▸ Texte proposé
Pourquoi considérez-vous que la véritable rupture se produit avec
l’avènement de la pensée de Spinoza ?
Évidemment, si on se situe dans le seul contexte français, la rupture ne
peut commencer qu’à partir de 1715, c’est-à-dire avec la mort de Louis XIV.
Mais, selon moi, les cadres nationaux ne sont pas pertinents pour bien
comprendre le bouleversement majeur que représentent les Lumières dans
l’histoire de la pensée. Je pense que la véritable rupture philosophique est
advenue quelques décennies plus tôt, principalement en Hollande. La très
grande majorité des historiens anglais (et américains) pense qu’elle a lieu
en Angleterre, d’abord avec Hobbes, puis Locke, et surtout avec Newton.
L’influence de ce dernier dans le camp modéré est immense ès le XVIIIe
siècle, non seulement en science mais aussi en philosophie. Il a en effet
créé un système, qu’on peut appeler physico-théologique, où il explique la
construction de la réalité en intégrant des éléments scientifiques à des
concepts philosophiques et théologiques et cela a vraiment marqué les
esprits dans toute l’Europe. Voltaire par exemple a toujours dit que le
nouveau système philosophique avait un socle d’idées anglaises. Il évoque
même très souvent la «supériorité de la philosophie anglaise», idée très
répandue alors. Au contraire, les intellectuels se rattachant aux Lumières
radicales ne sont pas anglophiles, ce qui est une différence très
intéressante. Cependant, pour bien comprendre ce qu’ont pu être les
Lumières, il est nécessaire de se pencher sur les grands débats de l’époque
au lieu de se limiter aux penseurs dans chaque pays. C’est seulement ainsi
qu’on peut voir comnent sont travaillées les grandes questions con le rôle
de la religion dans la vie, la magie, la démonologie, etc. Or, je pense que
la première vraie rupture provient de la philosophie cartésienne, et donc de
la Hollande. Il faut se souvenir (notamment en France !) que Descartes vit
en Hollande. Or ce sont ses livres qui provoquent un bouleversement dans la
pensée et l’enseignement, mais aussi sein de l’Église réformée hollandaise
et de la vie culturelle en général. Turgot avait raison de dire que les
écrits de Descartes sont une «révolution totale». Mais celle-ci n’intervient
que dans le domaine de la pensée, de la philosophie. Peu après, commencent à
être comprises les conséquences pratiques de ce bouleversement, qui sont
aussi sociales et politiques. C’est là le début du cycle de Spinoza : avec
ses amis et alliés, il crée un système de pensée beaucoup plus large, en y
intégrant des éléments de Machiavel, de Descartes, de Hobbes, etc. Ensuite,
notamment avec Pierre Bayle (qui lui aussi était un Français exilé en
Hollande), se développe un milieu intellectuel radical révolutionnaire très
subversif qui prend de l’ampleur. Je crois que là intervient le véritable
commencement des Lumières.
Votre travail peut surprendre du fait de votre volonté de ne pas concevoir
les Lumières à travers les seuls cadres nationaux. Vous insistez sur le fait
que les Lumières radicales se caractérisent en tant que mouvement
unificateur de l’Europe de la pensée.
Je pense en effet que c’est un mouvement fondamentalement unificateur.

▸ Énoncé 1
Quels penseurs le texte nomme-t-il parmi ceux dont Spinoza intègre des éléments dans son système de pensée ?
▸ Énoncé 2
Recopiez, dans les enregistrements, les lignes allant de celle qui contient "man's bare forearm?" jusqu'à celle qui contient "[267,68,298,97]", celle-ci comprise.

▸ Données fournies
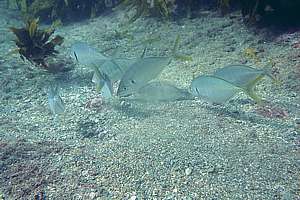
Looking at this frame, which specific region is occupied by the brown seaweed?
[9,19,63,71]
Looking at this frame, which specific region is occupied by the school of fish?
[48,38,275,115]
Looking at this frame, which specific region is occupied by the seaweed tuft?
[9,19,63,71]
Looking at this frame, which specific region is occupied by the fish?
[117,57,171,97]
[213,64,275,87]
[126,81,194,102]
[190,75,261,104]
[71,42,107,65]
[92,65,113,99]
[48,85,65,116]
[71,42,134,81]
[117,37,179,97]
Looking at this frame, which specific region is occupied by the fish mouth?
[117,93,132,98]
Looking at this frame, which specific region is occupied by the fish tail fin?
[263,65,282,85]
[91,65,104,93]
[172,35,193,61]
[244,75,263,104]
[172,34,180,57]
[181,89,195,100]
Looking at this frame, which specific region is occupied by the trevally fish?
[213,64,275,87]
[71,42,134,81]
[48,86,65,116]
[191,75,260,104]
[129,82,194,102]
[92,65,113,98]
[117,57,171,97]
[71,42,107,65]
[117,37,183,97]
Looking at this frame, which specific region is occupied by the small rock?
[185,168,192,176]
[89,192,97,199]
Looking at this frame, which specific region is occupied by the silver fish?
[71,42,107,65]
[129,82,194,102]
[117,57,171,97]
[117,35,184,97]
[213,64,275,87]
[48,86,65,115]
[71,42,134,81]
[92,65,113,98]
[191,75,243,104]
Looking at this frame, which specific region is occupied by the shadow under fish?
[48,85,65,119]
[125,82,194,103]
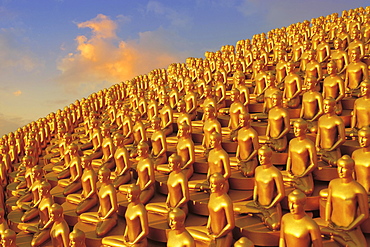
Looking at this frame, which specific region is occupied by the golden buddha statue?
[0,208,9,235]
[177,100,192,133]
[176,123,195,179]
[1,229,18,247]
[189,132,231,192]
[168,79,179,109]
[80,167,118,237]
[131,111,148,151]
[344,49,369,96]
[146,153,190,215]
[67,156,98,214]
[279,190,323,247]
[316,30,331,63]
[299,40,311,72]
[189,173,235,247]
[24,181,54,246]
[228,88,248,140]
[147,90,158,120]
[233,71,250,110]
[262,72,281,114]
[234,146,285,230]
[16,165,43,217]
[315,98,346,166]
[304,50,323,85]
[69,228,86,247]
[112,133,131,188]
[167,208,195,247]
[352,126,370,194]
[275,50,287,87]
[253,60,267,103]
[284,119,318,196]
[49,203,69,247]
[300,77,324,133]
[119,105,134,145]
[58,144,83,196]
[266,93,290,152]
[150,117,167,167]
[213,71,226,108]
[102,124,115,169]
[321,155,369,246]
[119,142,155,204]
[159,94,173,136]
[202,106,221,157]
[322,61,345,115]
[351,80,370,135]
[91,118,103,152]
[184,81,198,120]
[347,28,365,60]
[283,61,303,108]
[236,112,259,177]
[330,38,349,75]
[202,85,218,110]
[102,184,149,247]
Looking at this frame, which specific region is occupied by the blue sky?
[0,0,368,135]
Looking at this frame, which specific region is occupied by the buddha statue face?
[337,156,354,178]
[358,127,370,148]
[288,190,306,215]
[209,173,225,193]
[323,98,335,113]
[293,121,307,137]
[360,81,370,96]
[271,93,282,107]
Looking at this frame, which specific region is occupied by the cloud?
[57,14,186,93]
[237,0,368,32]
[0,28,39,72]
[146,1,190,27]
[13,90,22,96]
[0,113,31,137]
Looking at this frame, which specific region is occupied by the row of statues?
[0,3,370,246]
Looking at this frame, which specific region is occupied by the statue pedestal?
[62,201,99,226]
[74,216,126,247]
[312,161,338,182]
[8,209,39,233]
[188,190,253,216]
[16,232,54,247]
[233,215,280,246]
[229,168,254,190]
[148,212,208,242]
[50,185,67,205]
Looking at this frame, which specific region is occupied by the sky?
[0,0,369,136]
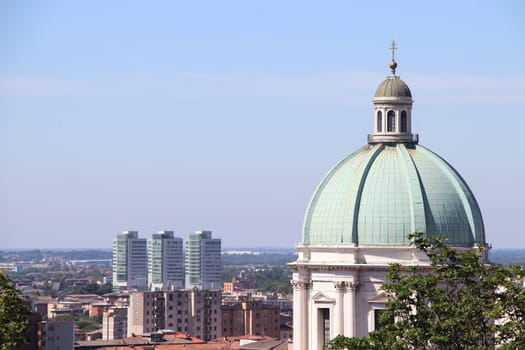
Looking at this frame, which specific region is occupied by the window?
[374,309,394,329]
[319,308,330,349]
[386,111,396,132]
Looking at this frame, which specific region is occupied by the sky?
[0,0,525,249]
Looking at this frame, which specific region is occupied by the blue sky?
[0,0,525,248]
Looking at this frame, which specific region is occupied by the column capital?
[291,280,312,290]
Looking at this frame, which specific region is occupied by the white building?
[291,46,486,350]
[113,231,148,291]
[148,231,184,290]
[186,231,222,289]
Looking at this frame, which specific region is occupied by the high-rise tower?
[113,231,148,291]
[186,231,222,289]
[148,231,184,290]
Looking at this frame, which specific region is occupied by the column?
[346,282,359,337]
[292,281,310,350]
[332,282,346,338]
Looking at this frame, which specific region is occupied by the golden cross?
[390,40,397,61]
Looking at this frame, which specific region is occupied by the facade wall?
[148,231,185,290]
[38,321,75,350]
[102,307,128,340]
[128,290,222,340]
[222,301,280,339]
[186,231,222,289]
[113,231,148,291]
[292,246,429,350]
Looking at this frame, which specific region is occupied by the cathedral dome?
[374,75,412,99]
[302,142,485,247]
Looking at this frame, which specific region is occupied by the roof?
[374,75,412,99]
[302,143,485,247]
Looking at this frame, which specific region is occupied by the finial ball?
[390,60,397,70]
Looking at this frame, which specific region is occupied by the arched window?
[386,111,396,132]
[401,111,407,132]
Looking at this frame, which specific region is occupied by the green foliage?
[330,233,525,350]
[0,271,31,350]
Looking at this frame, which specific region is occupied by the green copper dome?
[375,75,412,98]
[302,143,485,247]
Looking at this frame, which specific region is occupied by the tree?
[0,271,31,350]
[329,233,525,350]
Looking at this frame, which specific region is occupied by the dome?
[374,75,412,99]
[302,142,485,247]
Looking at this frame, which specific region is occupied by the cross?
[390,40,397,61]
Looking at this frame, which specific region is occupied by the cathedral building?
[290,43,486,350]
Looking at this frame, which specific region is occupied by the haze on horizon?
[0,0,525,249]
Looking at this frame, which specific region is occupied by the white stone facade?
[291,245,429,350]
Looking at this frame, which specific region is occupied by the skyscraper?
[148,231,184,290]
[186,231,222,289]
[113,231,148,291]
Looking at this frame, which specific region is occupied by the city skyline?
[0,1,525,249]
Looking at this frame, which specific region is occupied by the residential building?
[148,231,184,290]
[113,231,148,291]
[128,290,222,340]
[186,231,222,289]
[38,320,75,350]
[222,300,281,339]
[102,307,128,340]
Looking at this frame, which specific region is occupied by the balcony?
[368,133,419,144]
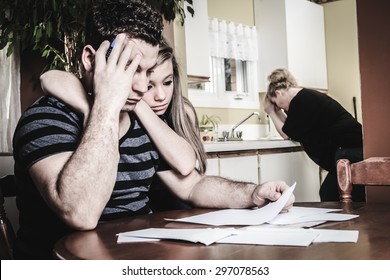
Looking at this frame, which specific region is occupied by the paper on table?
[310,229,359,243]
[166,183,296,226]
[217,228,319,247]
[120,228,236,245]
[268,206,359,225]
[116,233,161,243]
[117,227,359,246]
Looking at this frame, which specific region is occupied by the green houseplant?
[199,115,221,142]
[0,0,194,74]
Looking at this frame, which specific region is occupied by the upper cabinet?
[254,0,328,92]
[185,0,210,81]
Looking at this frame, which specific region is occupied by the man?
[14,0,292,259]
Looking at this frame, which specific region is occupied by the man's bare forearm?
[190,176,257,208]
[57,108,119,227]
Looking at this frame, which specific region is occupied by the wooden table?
[54,202,390,260]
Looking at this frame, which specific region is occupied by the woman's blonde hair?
[155,39,207,174]
[267,68,298,97]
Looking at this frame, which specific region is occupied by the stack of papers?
[117,184,359,246]
[117,228,359,246]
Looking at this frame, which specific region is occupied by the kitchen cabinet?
[184,0,210,81]
[254,0,328,92]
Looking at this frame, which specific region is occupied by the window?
[188,19,259,109]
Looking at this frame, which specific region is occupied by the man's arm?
[30,34,140,229]
[158,170,295,208]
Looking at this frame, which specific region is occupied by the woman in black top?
[264,69,365,201]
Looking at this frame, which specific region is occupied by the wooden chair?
[0,175,16,260]
[337,157,390,202]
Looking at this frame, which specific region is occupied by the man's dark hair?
[85,0,163,49]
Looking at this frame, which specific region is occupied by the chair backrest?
[337,157,390,202]
[0,175,16,260]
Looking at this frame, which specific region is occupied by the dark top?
[282,88,363,171]
[13,97,167,259]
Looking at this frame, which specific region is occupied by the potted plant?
[199,115,221,142]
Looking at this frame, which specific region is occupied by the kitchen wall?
[190,0,362,127]
[181,0,265,124]
[323,0,362,122]
[356,0,390,202]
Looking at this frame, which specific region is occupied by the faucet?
[230,112,260,138]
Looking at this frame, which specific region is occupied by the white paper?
[268,206,359,225]
[116,236,161,243]
[117,227,359,246]
[120,228,236,245]
[310,229,359,243]
[166,183,296,226]
[217,228,319,247]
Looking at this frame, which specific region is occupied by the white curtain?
[0,44,20,153]
[209,18,258,61]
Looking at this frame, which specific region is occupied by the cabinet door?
[260,152,320,202]
[219,155,259,184]
[184,0,210,78]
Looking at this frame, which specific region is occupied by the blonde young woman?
[41,38,294,210]
[264,69,365,201]
[41,38,206,175]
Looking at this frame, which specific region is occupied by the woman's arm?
[134,100,196,176]
[264,97,290,139]
[40,70,90,122]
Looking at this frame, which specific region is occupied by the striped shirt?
[13,96,159,258]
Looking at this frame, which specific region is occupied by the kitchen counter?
[204,139,302,153]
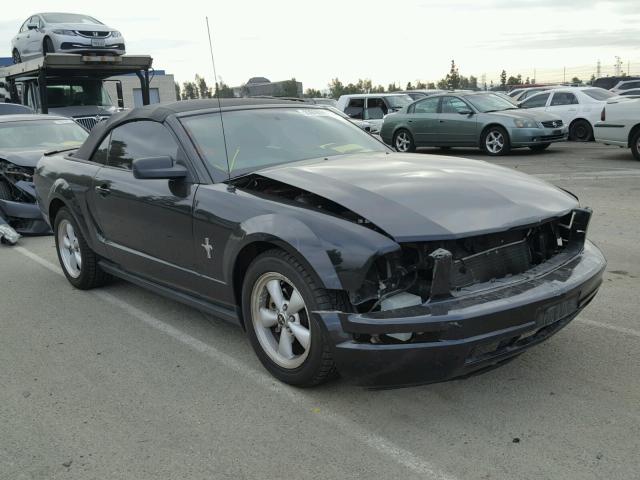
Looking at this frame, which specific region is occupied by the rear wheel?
[393,130,416,153]
[529,143,551,152]
[242,250,347,387]
[54,208,109,290]
[569,119,593,142]
[482,126,511,156]
[631,130,640,160]
[42,37,55,55]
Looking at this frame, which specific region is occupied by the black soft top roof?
[74,98,304,160]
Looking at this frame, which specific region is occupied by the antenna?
[204,17,235,184]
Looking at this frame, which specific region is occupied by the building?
[233,77,302,97]
[0,57,176,108]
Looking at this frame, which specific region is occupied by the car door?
[28,15,44,56]
[364,97,389,131]
[92,120,197,289]
[407,97,440,146]
[546,92,580,125]
[435,96,478,146]
[14,18,31,56]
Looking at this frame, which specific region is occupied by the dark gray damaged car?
[35,99,605,386]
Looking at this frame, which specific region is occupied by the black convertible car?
[35,99,605,385]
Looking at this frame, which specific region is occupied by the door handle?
[95,185,111,197]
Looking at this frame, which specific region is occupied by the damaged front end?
[0,159,51,235]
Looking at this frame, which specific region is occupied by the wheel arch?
[627,123,640,147]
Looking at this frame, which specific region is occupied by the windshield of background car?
[582,88,616,100]
[42,13,103,25]
[464,93,517,113]
[0,118,89,150]
[47,80,113,108]
[181,108,387,177]
[387,95,413,108]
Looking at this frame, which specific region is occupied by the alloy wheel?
[251,272,311,369]
[58,220,82,278]
[484,130,504,153]
[396,132,411,152]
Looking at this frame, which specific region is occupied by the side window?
[365,98,389,120]
[91,134,111,165]
[551,92,578,107]
[344,98,364,120]
[413,97,440,113]
[520,93,549,108]
[107,121,184,170]
[442,97,471,113]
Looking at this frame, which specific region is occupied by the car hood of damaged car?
[254,153,579,242]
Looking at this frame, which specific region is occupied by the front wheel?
[242,250,345,387]
[631,130,640,160]
[53,208,108,290]
[393,130,416,153]
[482,127,511,156]
[529,143,551,152]
[569,119,593,142]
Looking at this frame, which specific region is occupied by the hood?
[49,105,118,117]
[0,150,46,168]
[47,23,114,32]
[256,153,578,242]
[488,108,560,122]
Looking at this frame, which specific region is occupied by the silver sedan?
[11,13,125,63]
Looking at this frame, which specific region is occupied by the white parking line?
[14,246,457,480]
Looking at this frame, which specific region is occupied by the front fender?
[223,213,400,292]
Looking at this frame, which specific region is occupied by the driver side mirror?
[132,156,188,180]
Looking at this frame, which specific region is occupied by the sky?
[0,0,640,90]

▸ Corrigé 1
Machiavel, Descartes, Hobbes

▸ Corrigé 2
Looking at this frame, which specific region is occupied by the man's bare forearm?
[190,176,257,208]
[57,108,119,227]
Looking at this frame, which specific region is occupied by the wooden table?
[54,202,390,260]
Looking at this frame, which specific region is occupied by the woman's blonde hair?
[155,39,207,174]
[267,68,298,97]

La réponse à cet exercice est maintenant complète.